START Data

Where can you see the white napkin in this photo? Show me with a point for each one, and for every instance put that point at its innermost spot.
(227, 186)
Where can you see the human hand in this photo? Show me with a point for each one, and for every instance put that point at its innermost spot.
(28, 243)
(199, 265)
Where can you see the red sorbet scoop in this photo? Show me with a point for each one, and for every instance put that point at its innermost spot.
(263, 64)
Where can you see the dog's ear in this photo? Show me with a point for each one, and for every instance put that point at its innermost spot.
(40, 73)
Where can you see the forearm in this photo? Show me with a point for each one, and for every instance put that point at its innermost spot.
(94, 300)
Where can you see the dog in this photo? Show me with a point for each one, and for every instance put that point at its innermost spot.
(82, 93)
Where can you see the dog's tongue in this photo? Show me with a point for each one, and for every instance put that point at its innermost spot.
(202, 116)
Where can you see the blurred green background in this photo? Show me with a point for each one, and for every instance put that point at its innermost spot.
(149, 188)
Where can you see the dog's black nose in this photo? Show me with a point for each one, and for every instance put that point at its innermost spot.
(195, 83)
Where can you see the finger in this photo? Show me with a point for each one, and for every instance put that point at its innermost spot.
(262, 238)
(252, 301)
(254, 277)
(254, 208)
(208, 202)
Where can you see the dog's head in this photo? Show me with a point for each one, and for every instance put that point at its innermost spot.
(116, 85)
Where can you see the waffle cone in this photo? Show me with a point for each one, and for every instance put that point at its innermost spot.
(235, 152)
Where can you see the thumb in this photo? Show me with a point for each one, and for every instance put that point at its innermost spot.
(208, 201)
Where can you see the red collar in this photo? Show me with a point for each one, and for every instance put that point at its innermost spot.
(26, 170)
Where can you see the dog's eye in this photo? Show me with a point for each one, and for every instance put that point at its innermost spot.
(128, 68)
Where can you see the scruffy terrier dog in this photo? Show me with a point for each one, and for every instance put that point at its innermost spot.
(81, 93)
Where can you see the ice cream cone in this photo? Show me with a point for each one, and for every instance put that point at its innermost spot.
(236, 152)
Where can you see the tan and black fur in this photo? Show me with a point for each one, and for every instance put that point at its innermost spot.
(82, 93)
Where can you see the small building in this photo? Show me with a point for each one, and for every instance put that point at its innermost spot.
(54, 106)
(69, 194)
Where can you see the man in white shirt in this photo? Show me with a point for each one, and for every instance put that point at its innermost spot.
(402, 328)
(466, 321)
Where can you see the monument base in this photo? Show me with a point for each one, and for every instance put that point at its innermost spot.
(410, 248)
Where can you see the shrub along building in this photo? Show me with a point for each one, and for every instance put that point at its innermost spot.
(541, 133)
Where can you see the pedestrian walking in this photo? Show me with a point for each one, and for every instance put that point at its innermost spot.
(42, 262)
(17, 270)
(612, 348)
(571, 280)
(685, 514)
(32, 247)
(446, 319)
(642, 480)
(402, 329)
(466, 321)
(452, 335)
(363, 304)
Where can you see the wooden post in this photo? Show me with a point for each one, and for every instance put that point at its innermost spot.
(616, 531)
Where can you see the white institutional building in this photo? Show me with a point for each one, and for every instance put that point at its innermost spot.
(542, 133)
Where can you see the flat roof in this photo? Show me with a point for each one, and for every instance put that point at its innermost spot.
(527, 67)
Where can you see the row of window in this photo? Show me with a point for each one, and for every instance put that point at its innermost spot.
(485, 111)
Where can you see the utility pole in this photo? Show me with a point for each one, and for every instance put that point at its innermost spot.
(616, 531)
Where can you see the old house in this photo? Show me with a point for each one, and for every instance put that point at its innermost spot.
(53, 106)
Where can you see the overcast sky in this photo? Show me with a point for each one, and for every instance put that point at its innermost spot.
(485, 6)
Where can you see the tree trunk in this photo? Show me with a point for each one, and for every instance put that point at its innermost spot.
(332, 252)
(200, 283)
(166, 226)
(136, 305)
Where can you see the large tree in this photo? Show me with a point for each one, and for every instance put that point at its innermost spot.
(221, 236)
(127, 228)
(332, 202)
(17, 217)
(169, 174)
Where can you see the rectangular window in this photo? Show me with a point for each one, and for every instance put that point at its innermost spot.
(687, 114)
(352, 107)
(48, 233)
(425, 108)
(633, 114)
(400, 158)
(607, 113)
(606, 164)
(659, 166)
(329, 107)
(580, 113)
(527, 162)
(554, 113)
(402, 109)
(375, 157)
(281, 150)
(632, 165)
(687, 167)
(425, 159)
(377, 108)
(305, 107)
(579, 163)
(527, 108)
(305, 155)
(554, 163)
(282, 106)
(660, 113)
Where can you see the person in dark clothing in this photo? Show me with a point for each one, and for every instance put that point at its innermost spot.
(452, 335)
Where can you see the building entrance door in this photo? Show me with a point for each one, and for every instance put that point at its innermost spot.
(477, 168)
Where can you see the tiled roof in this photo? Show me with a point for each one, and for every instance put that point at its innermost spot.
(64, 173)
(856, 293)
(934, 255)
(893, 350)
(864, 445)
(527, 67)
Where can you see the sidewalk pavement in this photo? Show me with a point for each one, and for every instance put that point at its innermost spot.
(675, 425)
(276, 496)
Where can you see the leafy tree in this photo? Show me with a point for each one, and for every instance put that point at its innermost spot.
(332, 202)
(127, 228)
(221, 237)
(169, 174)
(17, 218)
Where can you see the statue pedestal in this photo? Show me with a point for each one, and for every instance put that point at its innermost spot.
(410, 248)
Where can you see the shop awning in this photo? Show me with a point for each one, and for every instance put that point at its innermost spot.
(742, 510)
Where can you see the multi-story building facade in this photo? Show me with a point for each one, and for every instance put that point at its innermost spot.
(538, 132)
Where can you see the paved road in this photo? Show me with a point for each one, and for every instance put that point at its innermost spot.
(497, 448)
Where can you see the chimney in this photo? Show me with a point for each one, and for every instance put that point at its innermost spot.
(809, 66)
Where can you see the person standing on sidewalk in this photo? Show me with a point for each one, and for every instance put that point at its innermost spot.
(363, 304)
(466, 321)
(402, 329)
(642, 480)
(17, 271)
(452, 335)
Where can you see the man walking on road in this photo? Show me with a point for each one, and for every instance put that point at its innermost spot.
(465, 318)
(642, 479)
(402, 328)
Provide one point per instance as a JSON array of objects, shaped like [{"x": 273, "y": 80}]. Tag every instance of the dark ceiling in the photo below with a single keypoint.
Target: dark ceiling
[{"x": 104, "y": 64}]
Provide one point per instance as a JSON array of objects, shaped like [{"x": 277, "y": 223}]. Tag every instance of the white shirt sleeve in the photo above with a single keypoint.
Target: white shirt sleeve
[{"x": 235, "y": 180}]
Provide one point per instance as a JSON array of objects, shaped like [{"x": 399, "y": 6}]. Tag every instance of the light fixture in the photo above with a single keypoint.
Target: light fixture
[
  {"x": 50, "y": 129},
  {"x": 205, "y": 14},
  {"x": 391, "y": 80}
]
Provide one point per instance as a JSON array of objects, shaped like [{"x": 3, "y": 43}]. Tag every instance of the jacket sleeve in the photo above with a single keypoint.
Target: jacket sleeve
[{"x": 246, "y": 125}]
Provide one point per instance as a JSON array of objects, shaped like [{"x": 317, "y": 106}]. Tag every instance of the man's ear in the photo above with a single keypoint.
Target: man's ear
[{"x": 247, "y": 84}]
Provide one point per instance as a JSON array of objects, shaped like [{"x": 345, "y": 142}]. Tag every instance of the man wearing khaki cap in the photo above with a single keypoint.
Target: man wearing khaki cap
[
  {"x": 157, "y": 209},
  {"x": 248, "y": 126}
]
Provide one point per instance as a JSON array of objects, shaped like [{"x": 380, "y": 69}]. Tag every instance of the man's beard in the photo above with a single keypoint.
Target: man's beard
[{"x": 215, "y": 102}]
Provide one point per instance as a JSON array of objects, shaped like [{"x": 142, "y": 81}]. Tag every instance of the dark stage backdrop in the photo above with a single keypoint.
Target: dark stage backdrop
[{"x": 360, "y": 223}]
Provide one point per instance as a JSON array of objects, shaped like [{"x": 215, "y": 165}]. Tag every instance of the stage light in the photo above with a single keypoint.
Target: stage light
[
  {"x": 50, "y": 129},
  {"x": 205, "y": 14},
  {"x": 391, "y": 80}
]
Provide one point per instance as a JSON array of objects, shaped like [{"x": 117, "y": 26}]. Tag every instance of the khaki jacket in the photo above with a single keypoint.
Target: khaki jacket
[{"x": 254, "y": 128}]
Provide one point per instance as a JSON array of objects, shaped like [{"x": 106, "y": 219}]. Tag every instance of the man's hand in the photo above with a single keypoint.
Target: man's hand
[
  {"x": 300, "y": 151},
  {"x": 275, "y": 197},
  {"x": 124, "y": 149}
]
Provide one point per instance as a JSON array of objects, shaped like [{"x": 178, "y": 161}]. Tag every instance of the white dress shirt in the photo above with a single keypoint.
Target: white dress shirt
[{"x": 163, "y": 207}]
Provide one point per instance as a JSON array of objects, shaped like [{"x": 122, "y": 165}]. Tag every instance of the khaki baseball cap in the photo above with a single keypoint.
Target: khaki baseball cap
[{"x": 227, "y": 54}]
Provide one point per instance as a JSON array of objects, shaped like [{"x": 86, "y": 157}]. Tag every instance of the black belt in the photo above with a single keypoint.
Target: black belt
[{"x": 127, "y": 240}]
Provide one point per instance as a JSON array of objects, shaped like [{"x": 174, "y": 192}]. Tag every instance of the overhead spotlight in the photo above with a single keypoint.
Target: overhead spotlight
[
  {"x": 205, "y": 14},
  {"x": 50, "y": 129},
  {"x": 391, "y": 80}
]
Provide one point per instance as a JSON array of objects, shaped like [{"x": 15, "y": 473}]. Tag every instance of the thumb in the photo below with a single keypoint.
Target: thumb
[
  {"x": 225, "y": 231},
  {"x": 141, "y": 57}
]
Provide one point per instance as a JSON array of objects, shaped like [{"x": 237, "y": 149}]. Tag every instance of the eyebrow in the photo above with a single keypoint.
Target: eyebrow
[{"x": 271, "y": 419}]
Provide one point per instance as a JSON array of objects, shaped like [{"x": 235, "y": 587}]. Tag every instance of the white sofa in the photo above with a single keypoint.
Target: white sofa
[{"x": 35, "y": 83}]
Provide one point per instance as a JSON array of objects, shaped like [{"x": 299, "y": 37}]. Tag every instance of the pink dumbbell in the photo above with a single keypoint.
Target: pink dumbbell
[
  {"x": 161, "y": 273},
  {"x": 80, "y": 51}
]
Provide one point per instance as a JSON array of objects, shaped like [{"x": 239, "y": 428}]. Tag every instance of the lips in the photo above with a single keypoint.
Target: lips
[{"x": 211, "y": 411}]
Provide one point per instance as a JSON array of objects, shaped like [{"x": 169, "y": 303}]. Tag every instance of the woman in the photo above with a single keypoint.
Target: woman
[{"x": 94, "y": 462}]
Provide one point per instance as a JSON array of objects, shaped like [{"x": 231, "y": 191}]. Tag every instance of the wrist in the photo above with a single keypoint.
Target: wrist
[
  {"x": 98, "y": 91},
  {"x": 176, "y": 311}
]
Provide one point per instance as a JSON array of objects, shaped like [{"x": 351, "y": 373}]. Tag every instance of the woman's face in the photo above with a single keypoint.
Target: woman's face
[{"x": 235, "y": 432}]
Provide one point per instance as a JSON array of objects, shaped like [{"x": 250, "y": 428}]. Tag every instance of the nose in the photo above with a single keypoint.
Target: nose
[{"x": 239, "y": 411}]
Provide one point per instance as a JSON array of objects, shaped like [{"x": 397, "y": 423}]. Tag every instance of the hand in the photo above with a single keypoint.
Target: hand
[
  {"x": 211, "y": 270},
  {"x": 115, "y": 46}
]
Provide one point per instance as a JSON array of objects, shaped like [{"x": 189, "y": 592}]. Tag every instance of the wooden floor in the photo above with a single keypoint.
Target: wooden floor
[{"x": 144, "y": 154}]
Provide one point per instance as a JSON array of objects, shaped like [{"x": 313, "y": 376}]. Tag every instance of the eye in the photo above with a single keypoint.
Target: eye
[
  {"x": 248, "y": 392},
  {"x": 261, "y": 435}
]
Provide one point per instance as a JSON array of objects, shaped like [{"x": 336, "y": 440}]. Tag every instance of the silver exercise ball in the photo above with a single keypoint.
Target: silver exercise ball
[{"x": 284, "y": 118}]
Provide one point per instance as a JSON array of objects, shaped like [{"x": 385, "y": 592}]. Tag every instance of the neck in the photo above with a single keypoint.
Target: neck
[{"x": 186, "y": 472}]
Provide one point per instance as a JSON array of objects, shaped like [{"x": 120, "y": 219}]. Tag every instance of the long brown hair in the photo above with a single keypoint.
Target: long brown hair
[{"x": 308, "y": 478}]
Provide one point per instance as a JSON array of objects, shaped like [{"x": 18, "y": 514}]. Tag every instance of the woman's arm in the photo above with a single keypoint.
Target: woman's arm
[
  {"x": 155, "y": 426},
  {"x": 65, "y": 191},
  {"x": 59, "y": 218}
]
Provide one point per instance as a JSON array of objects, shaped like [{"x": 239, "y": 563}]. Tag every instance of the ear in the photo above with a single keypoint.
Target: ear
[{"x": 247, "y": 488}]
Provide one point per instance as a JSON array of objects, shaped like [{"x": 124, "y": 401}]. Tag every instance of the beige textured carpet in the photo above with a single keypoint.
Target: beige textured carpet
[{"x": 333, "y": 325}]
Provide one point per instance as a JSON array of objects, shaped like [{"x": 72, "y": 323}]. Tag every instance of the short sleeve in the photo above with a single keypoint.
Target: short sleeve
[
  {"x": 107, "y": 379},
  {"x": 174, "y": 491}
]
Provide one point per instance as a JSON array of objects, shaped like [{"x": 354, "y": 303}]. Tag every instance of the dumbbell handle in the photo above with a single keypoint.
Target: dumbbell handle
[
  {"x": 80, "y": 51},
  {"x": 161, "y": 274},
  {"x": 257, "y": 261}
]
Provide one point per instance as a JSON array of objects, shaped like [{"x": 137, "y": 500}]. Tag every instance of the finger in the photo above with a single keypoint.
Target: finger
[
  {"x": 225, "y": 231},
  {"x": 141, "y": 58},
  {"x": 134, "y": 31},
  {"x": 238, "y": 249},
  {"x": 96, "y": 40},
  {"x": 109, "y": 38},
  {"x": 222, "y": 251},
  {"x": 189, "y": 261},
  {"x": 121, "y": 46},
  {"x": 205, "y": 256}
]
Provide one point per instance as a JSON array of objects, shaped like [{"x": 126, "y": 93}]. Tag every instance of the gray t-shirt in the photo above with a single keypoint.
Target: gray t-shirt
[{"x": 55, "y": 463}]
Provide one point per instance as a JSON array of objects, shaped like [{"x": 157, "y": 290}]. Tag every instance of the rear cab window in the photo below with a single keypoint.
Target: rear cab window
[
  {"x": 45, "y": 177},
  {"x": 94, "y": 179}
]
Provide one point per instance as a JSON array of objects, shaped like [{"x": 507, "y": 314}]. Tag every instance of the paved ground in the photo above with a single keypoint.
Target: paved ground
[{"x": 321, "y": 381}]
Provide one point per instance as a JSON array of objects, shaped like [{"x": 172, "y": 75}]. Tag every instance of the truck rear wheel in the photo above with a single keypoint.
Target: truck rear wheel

END Data

*Exercise*: Look through the records and copy every line that has the word "below".

*Answer box*:
Provide one point per instance as a JSON array of objects, shaped like [{"x": 273, "y": 80}]. Tag every instance of the dark ceiling in the photo below with a single keypoint.
Provide one point per instance as a JSON array of objects, shaped like [{"x": 15, "y": 473}]. Tag every instance of the thumb in the photo below with a single keypoint.
Provide one point per instance as a JSON array of objects, shaped like [{"x": 157, "y": 290}]. Tag every instance of the rear cab window in the photo below with a single keypoint.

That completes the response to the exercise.